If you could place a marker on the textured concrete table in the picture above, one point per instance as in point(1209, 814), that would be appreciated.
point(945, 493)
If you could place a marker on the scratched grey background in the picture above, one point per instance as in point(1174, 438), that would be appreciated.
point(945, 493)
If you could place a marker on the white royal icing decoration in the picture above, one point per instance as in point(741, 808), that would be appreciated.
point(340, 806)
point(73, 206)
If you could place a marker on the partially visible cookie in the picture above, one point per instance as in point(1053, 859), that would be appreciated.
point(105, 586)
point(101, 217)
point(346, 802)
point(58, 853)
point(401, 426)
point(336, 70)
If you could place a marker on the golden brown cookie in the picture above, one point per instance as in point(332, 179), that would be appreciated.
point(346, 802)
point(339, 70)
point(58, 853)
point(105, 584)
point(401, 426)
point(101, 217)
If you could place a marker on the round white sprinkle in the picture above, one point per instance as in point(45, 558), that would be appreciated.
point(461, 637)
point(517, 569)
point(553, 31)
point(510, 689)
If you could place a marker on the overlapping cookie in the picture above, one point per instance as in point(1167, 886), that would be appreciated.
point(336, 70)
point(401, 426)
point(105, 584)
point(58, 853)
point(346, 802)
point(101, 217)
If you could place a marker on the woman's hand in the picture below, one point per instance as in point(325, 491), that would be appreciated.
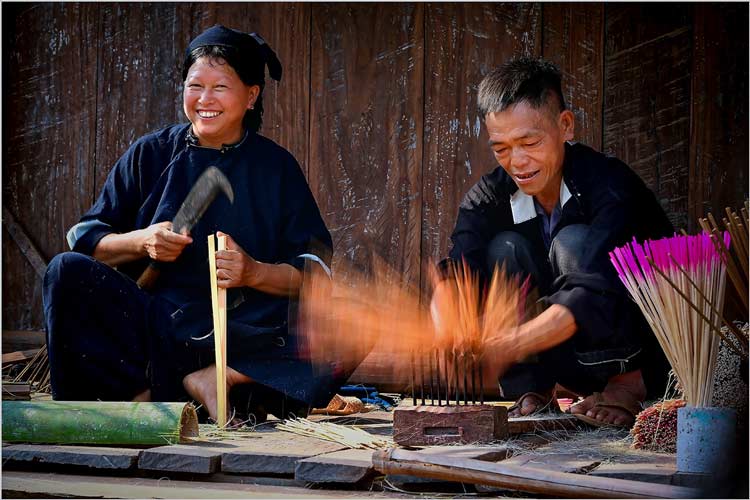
point(161, 244)
point(235, 268)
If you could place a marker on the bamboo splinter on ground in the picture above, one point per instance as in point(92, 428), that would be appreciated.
point(219, 309)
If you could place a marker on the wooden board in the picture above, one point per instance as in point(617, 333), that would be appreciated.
point(719, 126)
point(573, 37)
point(365, 146)
point(347, 466)
point(99, 457)
point(647, 97)
point(20, 340)
point(40, 485)
point(181, 458)
point(463, 42)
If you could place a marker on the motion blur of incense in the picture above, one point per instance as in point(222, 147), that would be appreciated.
point(219, 309)
point(343, 320)
point(678, 283)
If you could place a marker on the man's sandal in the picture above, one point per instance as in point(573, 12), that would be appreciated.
point(546, 403)
point(632, 409)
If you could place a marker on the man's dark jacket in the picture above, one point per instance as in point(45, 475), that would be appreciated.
point(606, 195)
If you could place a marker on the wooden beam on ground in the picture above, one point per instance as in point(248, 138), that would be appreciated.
point(347, 466)
point(99, 457)
point(16, 391)
point(19, 356)
point(24, 243)
point(536, 481)
point(49, 485)
point(181, 458)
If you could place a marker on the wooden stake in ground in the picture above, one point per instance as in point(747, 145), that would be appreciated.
point(219, 309)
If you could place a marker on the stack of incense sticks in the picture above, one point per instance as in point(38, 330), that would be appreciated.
point(678, 283)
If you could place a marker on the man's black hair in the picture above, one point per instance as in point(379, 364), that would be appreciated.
point(246, 69)
point(520, 79)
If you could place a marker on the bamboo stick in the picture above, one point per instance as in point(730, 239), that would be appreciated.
point(98, 422)
point(218, 307)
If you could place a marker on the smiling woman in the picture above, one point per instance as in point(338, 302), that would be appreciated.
point(128, 343)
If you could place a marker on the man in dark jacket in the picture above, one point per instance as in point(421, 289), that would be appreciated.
point(551, 212)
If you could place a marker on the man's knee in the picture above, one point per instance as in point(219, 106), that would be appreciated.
point(511, 250)
point(567, 248)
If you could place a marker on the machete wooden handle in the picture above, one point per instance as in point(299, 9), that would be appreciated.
point(149, 276)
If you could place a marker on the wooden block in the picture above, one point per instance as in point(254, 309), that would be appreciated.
point(271, 453)
point(181, 458)
point(435, 425)
point(347, 466)
point(542, 422)
point(88, 456)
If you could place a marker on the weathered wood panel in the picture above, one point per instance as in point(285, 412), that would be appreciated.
point(573, 37)
point(139, 84)
point(647, 96)
point(48, 137)
point(719, 130)
point(365, 145)
point(463, 42)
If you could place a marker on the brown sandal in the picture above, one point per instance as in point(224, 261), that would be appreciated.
point(599, 402)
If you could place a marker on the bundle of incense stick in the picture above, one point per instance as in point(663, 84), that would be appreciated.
point(219, 309)
point(343, 320)
point(678, 283)
point(735, 258)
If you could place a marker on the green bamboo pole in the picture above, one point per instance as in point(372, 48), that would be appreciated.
point(98, 422)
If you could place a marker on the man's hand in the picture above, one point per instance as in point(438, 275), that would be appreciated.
point(161, 244)
point(235, 268)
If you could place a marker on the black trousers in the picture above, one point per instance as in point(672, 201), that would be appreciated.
point(109, 340)
point(585, 362)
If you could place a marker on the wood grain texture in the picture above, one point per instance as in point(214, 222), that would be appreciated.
point(573, 35)
point(463, 42)
point(365, 144)
point(48, 117)
point(647, 97)
point(719, 124)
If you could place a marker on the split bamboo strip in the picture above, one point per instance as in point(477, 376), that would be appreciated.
point(218, 308)
point(352, 437)
point(98, 422)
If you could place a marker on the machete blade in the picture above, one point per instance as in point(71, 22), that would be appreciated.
point(209, 184)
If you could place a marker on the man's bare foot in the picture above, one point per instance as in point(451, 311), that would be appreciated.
point(144, 396)
point(201, 386)
point(627, 389)
point(531, 402)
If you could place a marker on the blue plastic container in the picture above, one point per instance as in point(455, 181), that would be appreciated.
point(706, 440)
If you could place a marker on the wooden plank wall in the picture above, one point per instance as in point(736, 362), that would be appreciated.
point(378, 103)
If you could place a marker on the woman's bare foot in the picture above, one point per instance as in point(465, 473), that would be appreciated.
point(627, 388)
point(201, 386)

[Short exercise] Rewrite all the lines above with "place a marker" changed to "put a pin" everywhere it occurs, leaving everything else as it is. Leave the pictures out.

[Worked answer]
If you could put a pin on the textured concrete table in the picture above, one point per instance as in point(1209, 814), that would be appreciated.
point(945, 493)
If you could put a pin on the scratched grey background in the picture above, one point per instance as in point(1174, 438), that would be appreciated.
point(945, 493)
If you could put a pin on the white royal icing decoration in the picture above, one point per instance as in point(741, 808), that would be appreciated.
point(340, 806)
point(73, 206)
If you could put a pin on the partially visible cookie in the picture above, one point per instance as in point(1053, 859), that would be appreciated.
point(105, 586)
point(101, 217)
point(346, 802)
point(58, 853)
point(401, 426)
point(336, 70)
If you could put a pin on the golden brown cookie in the picture above, one point per instance as in point(332, 179), that would be appreciated.
point(346, 802)
point(339, 70)
point(58, 853)
point(105, 584)
point(401, 426)
point(101, 217)
If you could put a pin on the round white sprinkle in the picture above, one point per instance as in point(45, 558), that would be appreciated.
point(461, 637)
point(517, 569)
point(553, 31)
point(510, 689)
If you could put a pin on the overlapping cookie in the picture above, one point per instance as in point(1167, 886), that would be appreciated.
point(336, 70)
point(401, 426)
point(105, 584)
point(58, 853)
point(346, 802)
point(101, 217)
If you could put a pin on the woman's hand in the picture below, one point per instance as in point(325, 491), that would be appreciated.
point(161, 244)
point(235, 268)
If you could put a pin on the bamboo splinter on ground in the picture above, one point per instance as in point(92, 428), that would be appreciated.
point(219, 309)
If you could put a pin on the wooden board in the picture above, one point per instance as in point(617, 333), that would be appreciated.
point(719, 126)
point(573, 37)
point(365, 146)
point(347, 466)
point(99, 457)
point(647, 97)
point(20, 340)
point(40, 485)
point(181, 458)
point(463, 42)
If you could put a pin on the motion blur of incense in the picture above, one point per instance as in point(222, 147), that would be appreciated.
point(219, 309)
point(343, 320)
point(678, 283)
If you could put a pin on the man's sandal in the picture above, one point per instance as in point(573, 12), that would be appreciated.
point(546, 403)
point(632, 409)
If you could put a pin on the man's dark jacket in the picture above, one point per instance as in point(45, 475), that would be appreciated.
point(606, 195)
If you could put a pin on the wooden beam on ground in the picture above, one point per instance as in point(248, 138), that would be appreciated.
point(347, 466)
point(99, 457)
point(16, 391)
point(19, 356)
point(24, 243)
point(536, 481)
point(49, 485)
point(181, 458)
If you could put a pin on the wooden stake in ground in the picture above, one point per instance as in point(747, 145), that would be appreciated.
point(219, 309)
If you could put a pin on the stack of incense sticks in the picture above, one point per instance as in point(38, 330), that would be appreciated.
point(678, 283)
If you could put a pin on the man's black hair in the picture above, one point per instance as in point(379, 364), that would be appreciated.
point(246, 69)
point(520, 79)
If you could put a pin on the bamboo stick in the picture above, one point per instance as in point(730, 239), that would be appreciated.
point(98, 422)
point(218, 307)
If you could put a pin on the smiling woman in the picture above, one point per instance as in point(338, 302), that would be appreciated.
point(128, 343)
If you could put a pin on the man in dark jacket in the picture above, one point per instance as in point(421, 289), that would be appreciated.
point(551, 212)
If you could put a pin on the man's knee in the picture above, one point per instance as in point(219, 106), that would be appreciated.
point(511, 250)
point(567, 248)
If you could put a pin on the machete wooden handle in the picture above, one point per instance as in point(299, 9), that would be appreciated.
point(149, 276)
If you could put a pin on the wooden block in the picture above, one point per instance as in point(254, 309), that would be appreciated.
point(271, 453)
point(181, 458)
point(435, 425)
point(347, 466)
point(542, 422)
point(88, 456)
If you could put a pin on the weathered wood panel in the picture above, one point per instance as in point(285, 412), that would be appreciated.
point(573, 37)
point(139, 84)
point(647, 96)
point(48, 137)
point(719, 130)
point(365, 145)
point(463, 42)
If you could put a pin on the brown sandal in the picture above, one point per instance as in point(224, 261), that would be appreciated.
point(599, 402)
If you could put a pin on the bundle of incense stick in the picture above, one point per instance as in point(663, 84), that would be appreciated.
point(219, 309)
point(343, 320)
point(678, 283)
point(735, 258)
If you could put a pin on the green bamboo pole in the picture above, one point per instance as in point(372, 48), that would be appreciated.
point(98, 422)
If you could put a pin on the man's hand in the picture above, one point per instance as in point(438, 275), that would be appreciated.
point(161, 244)
point(235, 268)
If you could put a pin on the black trousers in the picture above, one point per instance as in point(672, 201), that would be appreciated.
point(109, 340)
point(585, 362)
If you could put a pin on the wood grain texture in the picture above, one point per instance as in point(214, 222), that would be appreciated.
point(573, 35)
point(463, 42)
point(365, 144)
point(48, 117)
point(647, 97)
point(719, 124)
If you could put a pin on the split bamboo strip in the picture above, one point per instance as in point(477, 376), that would be appreciated.
point(218, 308)
point(352, 437)
point(98, 422)
If you could put a pin on the machete blade in the picture above, one point per instance as in point(71, 22), that would be appreciated.
point(209, 184)
If you could put a pin on the man's bare foot in the picture above, one point per instance as in point(451, 311), that would be appreciated.
point(144, 396)
point(201, 386)
point(627, 389)
point(531, 402)
If you could put a pin on the blue plastic container in the picture above, one point per instance as in point(455, 181), that would be appreciated.
point(706, 440)
If you could put a pin on the wooden plank wall in the picture above, one point per instance as in point(736, 362), that would be appreciated.
point(378, 103)
If you could put a pin on the woman's bare foot in the picture above, one point per instance as in point(465, 473), that would be appreciated.
point(627, 388)
point(201, 386)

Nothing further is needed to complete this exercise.